**Data:**

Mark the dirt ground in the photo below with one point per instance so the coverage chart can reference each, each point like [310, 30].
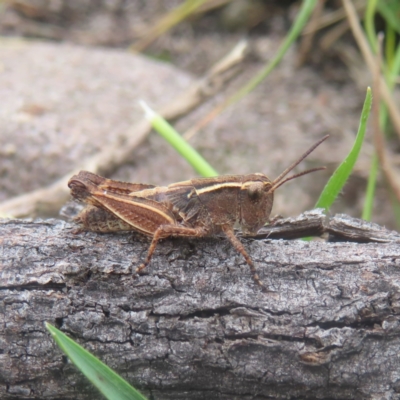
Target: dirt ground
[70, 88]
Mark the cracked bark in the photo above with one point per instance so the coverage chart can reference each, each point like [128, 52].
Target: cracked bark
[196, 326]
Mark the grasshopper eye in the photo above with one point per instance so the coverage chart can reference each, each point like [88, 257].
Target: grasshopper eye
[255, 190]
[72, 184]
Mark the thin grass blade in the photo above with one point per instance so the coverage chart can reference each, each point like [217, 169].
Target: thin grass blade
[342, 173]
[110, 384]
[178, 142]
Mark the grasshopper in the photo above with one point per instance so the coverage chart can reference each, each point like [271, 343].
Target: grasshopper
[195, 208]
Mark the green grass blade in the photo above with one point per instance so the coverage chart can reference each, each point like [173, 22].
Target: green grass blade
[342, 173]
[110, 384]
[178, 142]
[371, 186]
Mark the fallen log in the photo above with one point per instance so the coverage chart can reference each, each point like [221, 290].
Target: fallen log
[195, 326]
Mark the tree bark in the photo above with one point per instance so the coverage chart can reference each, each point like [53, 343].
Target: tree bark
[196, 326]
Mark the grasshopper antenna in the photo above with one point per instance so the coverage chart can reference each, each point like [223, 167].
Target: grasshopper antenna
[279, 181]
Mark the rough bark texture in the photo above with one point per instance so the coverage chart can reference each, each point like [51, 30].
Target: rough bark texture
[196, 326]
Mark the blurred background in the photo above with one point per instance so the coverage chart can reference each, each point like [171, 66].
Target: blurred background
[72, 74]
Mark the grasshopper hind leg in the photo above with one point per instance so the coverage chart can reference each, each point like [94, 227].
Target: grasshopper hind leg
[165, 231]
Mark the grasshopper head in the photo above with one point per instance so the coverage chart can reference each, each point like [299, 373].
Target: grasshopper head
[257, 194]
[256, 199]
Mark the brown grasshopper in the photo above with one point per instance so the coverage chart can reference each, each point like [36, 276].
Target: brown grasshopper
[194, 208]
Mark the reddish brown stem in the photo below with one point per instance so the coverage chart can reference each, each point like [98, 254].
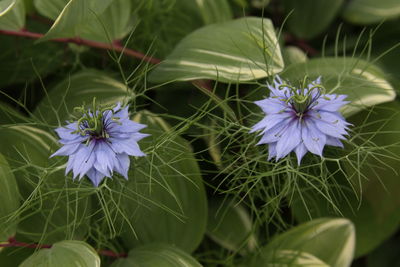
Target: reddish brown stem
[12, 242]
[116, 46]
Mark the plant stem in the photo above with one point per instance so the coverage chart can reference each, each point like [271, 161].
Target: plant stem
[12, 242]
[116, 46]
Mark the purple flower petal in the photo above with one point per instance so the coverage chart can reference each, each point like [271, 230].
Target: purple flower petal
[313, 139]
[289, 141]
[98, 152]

* * *

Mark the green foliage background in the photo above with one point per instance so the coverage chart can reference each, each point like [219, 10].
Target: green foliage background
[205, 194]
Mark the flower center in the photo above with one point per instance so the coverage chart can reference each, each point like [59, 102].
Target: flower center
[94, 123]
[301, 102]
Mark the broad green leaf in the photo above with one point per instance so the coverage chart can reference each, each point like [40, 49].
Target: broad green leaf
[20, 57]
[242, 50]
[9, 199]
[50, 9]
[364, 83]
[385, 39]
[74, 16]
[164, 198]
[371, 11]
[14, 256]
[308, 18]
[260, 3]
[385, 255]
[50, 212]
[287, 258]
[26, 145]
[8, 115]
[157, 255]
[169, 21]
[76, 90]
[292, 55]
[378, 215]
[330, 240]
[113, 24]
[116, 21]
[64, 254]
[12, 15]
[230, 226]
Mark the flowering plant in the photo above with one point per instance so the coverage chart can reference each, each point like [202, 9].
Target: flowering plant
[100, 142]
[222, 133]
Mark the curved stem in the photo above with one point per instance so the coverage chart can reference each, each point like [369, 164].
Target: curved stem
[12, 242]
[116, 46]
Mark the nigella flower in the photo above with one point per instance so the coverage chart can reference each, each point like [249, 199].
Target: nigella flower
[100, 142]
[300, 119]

**Written instruction:** Find every line in the data above that contains the string "green" and copy each one out in full, treating uppercase and lowercase as different.

**Output:**
Mark the green grass blade in the photo above with one point per instance so the coverage chart can reference each, each point like [173, 22].
Target: green grass blade
Mark the green foliage background in the photo above with one point per instance so the coverage chart can reference each, each point like [219, 10].
Target: green foliage background
Mark the broad green leaf in the photo above with one point per instance so the coverage chart can reference each, each point like [40, 49].
Target: broad green leaf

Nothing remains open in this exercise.